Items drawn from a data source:
────────────────────
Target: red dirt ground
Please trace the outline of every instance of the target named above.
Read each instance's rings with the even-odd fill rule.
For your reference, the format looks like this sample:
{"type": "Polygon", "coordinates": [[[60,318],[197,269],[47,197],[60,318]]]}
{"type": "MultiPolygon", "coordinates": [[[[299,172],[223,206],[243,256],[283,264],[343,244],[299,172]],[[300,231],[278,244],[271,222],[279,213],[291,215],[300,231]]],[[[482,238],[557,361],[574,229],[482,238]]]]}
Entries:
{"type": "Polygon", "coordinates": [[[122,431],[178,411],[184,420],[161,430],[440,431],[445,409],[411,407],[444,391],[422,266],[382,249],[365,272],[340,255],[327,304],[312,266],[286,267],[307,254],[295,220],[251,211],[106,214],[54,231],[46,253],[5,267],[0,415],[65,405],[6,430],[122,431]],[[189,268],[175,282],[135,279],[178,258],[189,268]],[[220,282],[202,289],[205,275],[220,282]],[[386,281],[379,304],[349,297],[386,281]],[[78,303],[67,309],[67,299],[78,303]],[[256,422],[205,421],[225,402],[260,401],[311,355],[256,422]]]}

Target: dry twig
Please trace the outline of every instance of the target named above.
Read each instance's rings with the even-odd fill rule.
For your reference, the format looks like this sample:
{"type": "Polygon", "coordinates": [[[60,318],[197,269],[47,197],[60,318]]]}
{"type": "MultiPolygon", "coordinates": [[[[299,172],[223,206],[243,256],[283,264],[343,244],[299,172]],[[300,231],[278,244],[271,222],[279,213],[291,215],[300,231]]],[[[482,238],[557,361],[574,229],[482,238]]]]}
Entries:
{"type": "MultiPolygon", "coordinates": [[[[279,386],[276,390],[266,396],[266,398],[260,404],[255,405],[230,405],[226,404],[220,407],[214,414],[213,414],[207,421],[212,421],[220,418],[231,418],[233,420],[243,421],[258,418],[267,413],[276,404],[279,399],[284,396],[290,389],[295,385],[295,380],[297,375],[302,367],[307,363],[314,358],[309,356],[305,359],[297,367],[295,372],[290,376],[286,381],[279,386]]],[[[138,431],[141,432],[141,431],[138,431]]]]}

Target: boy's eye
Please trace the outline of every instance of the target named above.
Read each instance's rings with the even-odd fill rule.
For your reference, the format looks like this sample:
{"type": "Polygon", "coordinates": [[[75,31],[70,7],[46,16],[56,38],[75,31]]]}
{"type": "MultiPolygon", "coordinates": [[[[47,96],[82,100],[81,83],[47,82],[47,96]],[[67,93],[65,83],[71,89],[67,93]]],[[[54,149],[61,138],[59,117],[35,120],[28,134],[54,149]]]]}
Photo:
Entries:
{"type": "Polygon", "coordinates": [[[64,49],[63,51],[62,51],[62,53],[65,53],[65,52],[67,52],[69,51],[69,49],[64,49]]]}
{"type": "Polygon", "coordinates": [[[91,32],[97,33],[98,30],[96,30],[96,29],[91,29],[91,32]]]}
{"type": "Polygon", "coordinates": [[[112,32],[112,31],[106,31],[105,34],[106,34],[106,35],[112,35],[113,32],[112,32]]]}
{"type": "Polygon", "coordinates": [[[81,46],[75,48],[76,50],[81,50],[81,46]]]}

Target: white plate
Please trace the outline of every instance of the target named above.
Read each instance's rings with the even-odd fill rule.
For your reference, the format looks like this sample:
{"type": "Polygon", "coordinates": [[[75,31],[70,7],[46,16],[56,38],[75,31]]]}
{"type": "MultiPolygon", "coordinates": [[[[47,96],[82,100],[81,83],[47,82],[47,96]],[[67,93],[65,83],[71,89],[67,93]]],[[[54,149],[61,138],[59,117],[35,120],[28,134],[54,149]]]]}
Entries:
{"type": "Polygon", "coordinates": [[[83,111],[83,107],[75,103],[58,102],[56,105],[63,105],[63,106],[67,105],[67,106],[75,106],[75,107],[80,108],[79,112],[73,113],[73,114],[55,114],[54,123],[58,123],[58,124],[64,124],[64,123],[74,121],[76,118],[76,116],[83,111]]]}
────────────────────
Please turn every line of the material above into a numbered list, leaving out the blank lines.

1. Target: red dirt ground
2. Please trace the outline of every instance of the target named above.
3. Read each instance's rings with the even-odd fill rule.
4. For your reference, the format looks like this sample:
5. {"type": "Polygon", "coordinates": [[[60,318],[197,269],[47,197],[60,318]]]}
6. {"type": "MultiPolygon", "coordinates": [[[[299,172],[223,206],[243,256],[283,264],[343,244],[299,172]],[[300,231],[278,244],[271,222],[279,213],[291,215],[300,231]]],[[[482,238],[557,361],[574,229],[482,238]]]]}
7. Entries:
8. {"type": "Polygon", "coordinates": [[[122,431],[178,411],[184,420],[161,430],[440,431],[445,409],[411,407],[444,391],[422,266],[382,249],[365,272],[340,255],[327,304],[312,266],[286,267],[307,254],[295,220],[251,211],[106,214],[54,231],[46,253],[5,267],[0,415],[65,405],[6,430],[122,431]],[[189,268],[175,282],[135,279],[178,258],[189,268]],[[220,282],[202,289],[205,275],[220,282]],[[386,281],[379,304],[349,297],[386,281]],[[78,303],[67,309],[67,299],[78,303]],[[256,422],[205,421],[225,402],[260,401],[311,355],[256,422]]]}
9. Target: dry twig
10. Please trace the outline of every instance of the target named above.
11. Read each instance's rings with the even-odd fill rule.
12. For your reference, the format looks like this sample:
13. {"type": "Polygon", "coordinates": [[[60,318],[197,269],[47,197],[60,318]]]}
14. {"type": "MultiPolygon", "coordinates": [[[[299,172],[223,206],[243,256],[283,264],[343,244],[299,172]],[[300,231],[278,244],[271,222],[279,213],[291,215],[300,231]]],[[[482,238],[557,361],[574,229],[482,238]]]]}
15. Entries:
16. {"type": "MultiPolygon", "coordinates": [[[[279,386],[276,390],[266,396],[266,398],[260,404],[255,405],[230,405],[226,404],[220,407],[214,414],[213,414],[207,421],[212,421],[220,418],[231,418],[233,420],[243,421],[258,418],[267,413],[276,404],[279,399],[284,396],[290,389],[295,385],[295,380],[297,375],[302,367],[307,363],[314,358],[309,356],[305,359],[297,367],[295,372],[290,376],[286,381],[279,386]]],[[[138,431],[141,432],[141,431],[138,431]]]]}
17. Target: boy's eye
18. Please trace the outline of every instance of the target named above.
19. Read each instance's rings with the even-odd fill rule.
20. For your reference, the format looks like this sample:
21. {"type": "Polygon", "coordinates": [[[75,31],[70,7],[46,16],[56,38],[75,31]]]}
22. {"type": "MultiPolygon", "coordinates": [[[[47,96],[82,100],[81,83],[47,82],[47,96]],[[67,93],[65,83],[71,89],[67,93]]],[[[54,149],[61,138],[59,117],[35,120],[28,134],[54,149]]]]}
23. Photo:
24. Entries:
25. {"type": "Polygon", "coordinates": [[[64,49],[63,51],[62,51],[62,53],[65,53],[65,52],[67,52],[69,51],[69,49],[64,49]]]}
26. {"type": "Polygon", "coordinates": [[[91,32],[97,33],[98,30],[96,30],[96,29],[91,29],[91,32]]]}
27. {"type": "Polygon", "coordinates": [[[112,32],[112,31],[106,31],[105,34],[106,34],[106,35],[112,35],[113,32],[112,32]]]}
28. {"type": "Polygon", "coordinates": [[[81,46],[75,48],[76,50],[81,50],[81,46]]]}
29. Target: white plate
30. Please trace the outline of every instance of the target named above.
31. Read each instance's rings with the even-odd fill rule.
32. For your reference, the format looks like this sample:
33. {"type": "Polygon", "coordinates": [[[75,31],[70,7],[46,16],[56,38],[75,31]]]}
34. {"type": "MultiPolygon", "coordinates": [[[[47,96],[82,100],[81,83],[47,82],[47,96]],[[67,93],[65,83],[71,89],[67,93]]],[[[54,149],[61,138],[59,117],[35,120],[28,134],[54,149]]]]}
35. Entries:
36. {"type": "Polygon", "coordinates": [[[83,111],[83,107],[75,103],[58,102],[56,105],[63,105],[63,106],[67,105],[67,106],[75,106],[75,107],[80,108],[79,112],[73,113],[73,114],[55,114],[54,123],[58,123],[58,124],[64,124],[64,123],[74,121],[76,118],[76,116],[83,111]]]}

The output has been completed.